Written task: Give the following lines as a numbered list, leaving out any blank lines.

Stored data:
☆ ☆ ☆ ☆

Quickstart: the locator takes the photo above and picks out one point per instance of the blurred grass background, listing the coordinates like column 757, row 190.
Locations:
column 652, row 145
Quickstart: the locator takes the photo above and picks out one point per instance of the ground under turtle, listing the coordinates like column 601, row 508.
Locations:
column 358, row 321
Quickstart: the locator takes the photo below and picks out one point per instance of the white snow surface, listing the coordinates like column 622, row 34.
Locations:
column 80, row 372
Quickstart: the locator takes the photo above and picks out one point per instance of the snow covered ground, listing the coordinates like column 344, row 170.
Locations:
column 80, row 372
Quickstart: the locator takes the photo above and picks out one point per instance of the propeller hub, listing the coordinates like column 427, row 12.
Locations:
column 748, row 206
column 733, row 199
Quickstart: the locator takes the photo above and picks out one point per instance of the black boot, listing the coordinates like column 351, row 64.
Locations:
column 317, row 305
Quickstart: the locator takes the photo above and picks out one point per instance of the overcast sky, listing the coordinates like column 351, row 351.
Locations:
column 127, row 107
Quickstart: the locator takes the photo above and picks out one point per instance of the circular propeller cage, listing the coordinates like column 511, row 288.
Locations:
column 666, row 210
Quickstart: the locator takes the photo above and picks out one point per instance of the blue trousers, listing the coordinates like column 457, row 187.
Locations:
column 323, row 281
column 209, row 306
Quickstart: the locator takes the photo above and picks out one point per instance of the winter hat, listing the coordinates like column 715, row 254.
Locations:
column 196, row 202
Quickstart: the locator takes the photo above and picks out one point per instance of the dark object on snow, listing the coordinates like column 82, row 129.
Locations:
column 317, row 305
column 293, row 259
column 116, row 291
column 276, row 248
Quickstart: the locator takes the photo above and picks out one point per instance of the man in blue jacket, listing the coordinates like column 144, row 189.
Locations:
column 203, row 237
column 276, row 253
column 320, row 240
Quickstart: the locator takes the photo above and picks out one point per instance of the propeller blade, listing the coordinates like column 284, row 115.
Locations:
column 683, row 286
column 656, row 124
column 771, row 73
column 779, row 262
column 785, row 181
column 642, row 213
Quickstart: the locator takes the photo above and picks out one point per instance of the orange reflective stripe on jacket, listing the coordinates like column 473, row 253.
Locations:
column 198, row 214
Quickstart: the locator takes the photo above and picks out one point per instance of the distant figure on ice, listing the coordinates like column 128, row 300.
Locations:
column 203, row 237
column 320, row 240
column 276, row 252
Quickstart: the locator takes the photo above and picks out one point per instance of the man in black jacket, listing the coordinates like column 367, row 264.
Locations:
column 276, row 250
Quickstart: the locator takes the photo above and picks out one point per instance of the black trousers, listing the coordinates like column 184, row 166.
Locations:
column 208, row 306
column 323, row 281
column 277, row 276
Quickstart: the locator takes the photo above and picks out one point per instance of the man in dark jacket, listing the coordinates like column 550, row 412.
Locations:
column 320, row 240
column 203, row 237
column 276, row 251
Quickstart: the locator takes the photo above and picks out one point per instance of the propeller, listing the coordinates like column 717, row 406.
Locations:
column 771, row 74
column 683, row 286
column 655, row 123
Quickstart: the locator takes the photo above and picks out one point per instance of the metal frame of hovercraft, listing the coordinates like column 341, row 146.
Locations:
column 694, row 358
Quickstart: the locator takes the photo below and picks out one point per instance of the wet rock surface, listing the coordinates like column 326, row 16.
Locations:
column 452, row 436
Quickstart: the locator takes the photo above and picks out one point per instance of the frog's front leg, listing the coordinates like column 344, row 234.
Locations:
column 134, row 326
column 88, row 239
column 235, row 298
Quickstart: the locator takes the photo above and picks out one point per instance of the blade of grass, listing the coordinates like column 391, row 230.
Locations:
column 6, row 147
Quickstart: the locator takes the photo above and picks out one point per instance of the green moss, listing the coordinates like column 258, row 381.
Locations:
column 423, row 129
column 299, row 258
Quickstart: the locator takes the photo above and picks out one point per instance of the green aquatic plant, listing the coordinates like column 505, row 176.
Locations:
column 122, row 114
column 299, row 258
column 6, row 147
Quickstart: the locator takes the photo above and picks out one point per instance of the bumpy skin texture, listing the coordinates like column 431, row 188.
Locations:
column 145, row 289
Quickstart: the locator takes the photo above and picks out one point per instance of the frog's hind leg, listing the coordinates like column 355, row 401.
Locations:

☆ ☆ ☆ ☆

Result of the exercise:
1. Quickstart: the locator takes the photo above and picks out one point per instance of the blurred grass background, listing the coordinates like column 757, row 190.
2. Locations:
3. column 652, row 145
4. Quickstart: the locator takes the photo above and picks out one point per instance of the ground under turtle, listing the coordinates like column 601, row 508.
5. Locations:
6. column 358, row 321
7. Quickstart: the locator takes the photo below and picks out one point per instance of the white snow surface, listing the coordinates like column 622, row 34.
8. Locations:
9. column 80, row 372
10. Quickstart: the locator takes the photo above and picks out one point per instance of the snow covered ground, listing the coordinates like column 344, row 170.
11. Locations:
12. column 80, row 372
13. Quickstart: the locator takes the photo above and picks out one point per instance of the propeller hub, listing the coordinates like column 427, row 12.
14. Locations:
15. column 748, row 206
16. column 733, row 199
17. Quickstart: the locator takes the photo above and picks out one point per instance of the black boot, listing the coordinates like column 351, row 64.
18. Locations:
19. column 317, row 305
20. Quickstart: the locator takes the photo above and picks out one point per instance of the overcast sky, listing the coordinates like column 351, row 351.
21. Locations:
22. column 127, row 107
23. Quickstart: the locator takes the photo above and picks out one point per instance of the circular propeller cage, listing the coordinates like column 511, row 288.
24. Locations:
25. column 666, row 210
26. Quickstart: the locator takes the photo above and picks out one point per instance of the blue trousers, listing the coordinates like column 457, row 187.
27. Locations:
28. column 323, row 281
29. column 209, row 306
30. Quickstart: the locator takes the photo above and picks out one point per instance of the winter hat, listing the coordinates like column 715, row 254.
31. Locations:
32. column 196, row 202
33. Quickstart: the locator takes the photo above and picks out one point per instance of the dark object on snow, listing the coordinates like column 82, row 129.
34. Locations:
35. column 317, row 305
36. column 293, row 259
37. column 116, row 291
38. column 276, row 248
39. Quickstart: the locator takes the photo above and picks out one point per instance of the man in blue jacket, listing the coordinates like column 144, row 189.
40. Locations:
41. column 203, row 237
42. column 276, row 253
43. column 320, row 240
44. Quickstart: the locator takes the photo above and picks out one point per instance of the propeller blade, listing the coordinates like column 284, row 115.
45. Locations:
46. column 683, row 286
47. column 656, row 124
48. column 771, row 73
49. column 779, row 262
50. column 785, row 181
51. column 642, row 213
52. Quickstart: the locator takes the photo above and picks out one point per instance of the orange reflective stripe on jacket, listing the coordinates like column 473, row 253.
53. Locations:
54. column 198, row 214
55. Quickstart: the locator takes the photo above and picks out one point per instance of the distant figure on ice, listing the coordinates like column 128, row 300.
56. Locations:
57. column 203, row 237
58. column 320, row 240
59. column 276, row 252
60. Quickstart: the locator takes the photo above and picks out one point per instance of the man in black jacket, listing the coordinates like column 367, row 264.
61. Locations:
62. column 276, row 250
63. Quickstart: the locator takes the photo above and picks out one point per instance of the black trousers, listing the coordinates like column 184, row 166.
64. Locations:
65. column 208, row 306
66. column 323, row 281
67. column 277, row 276
68. Quickstart: the locator takes the photo above and picks out one point per instance of the man in dark jacket, listing the coordinates like column 550, row 412.
69. Locations:
70. column 320, row 240
71. column 203, row 237
72. column 276, row 251
73. Quickstart: the locator takes the photo above and picks out one point per instance of the propeller, listing the coordinates like column 717, row 406.
74. Locations:
75. column 771, row 74
76. column 683, row 286
77. column 655, row 123
78. Quickstart: the locator takes the photo above and picks out one point per instance of the metal frame of hovercraft, listing the coordinates like column 341, row 146.
79. Locations:
80. column 694, row 358
81. Quickstart: the locator takes the photo below and picks out one point per instance of the wet rock surface, listing the coordinates like column 326, row 16.
82. Locations:
83. column 452, row 436
84. Quickstart: the locator takes the photo above and picks out one point per instance of the frog's front leg, listing the coordinates like column 344, row 234.
85. Locations:
86. column 134, row 326
87. column 88, row 239
88. column 235, row 298
89. Quickstart: the locator takes the photo above and picks out one point per instance of the blade of grass, listing the coordinates like column 391, row 230.
90. Locations:
91. column 6, row 147
92. Quickstart: the locator takes the photo above and picks out one point per instance of the green moss, listing the coordinates like column 258, row 381.
93. Locations:
94. column 423, row 129
95. column 299, row 258
96. Quickstart: the locator takes the photo above and picks out one point per instance of the green aquatic plant, listing the coordinates like column 505, row 176.
97. Locations:
98. column 122, row 114
99. column 299, row 258
100. column 6, row 147
101. Quickstart: the locator takes the photo above and picks out one point per instance of the bumpy skin texture, listing the coordinates like column 431, row 188.
102. Locations:
103. column 145, row 289
104. Quickstart: the locator takes the photo above and picks out one point per instance of the frog's hind leg, listing the coordinates like column 355, row 401.
105. Locations:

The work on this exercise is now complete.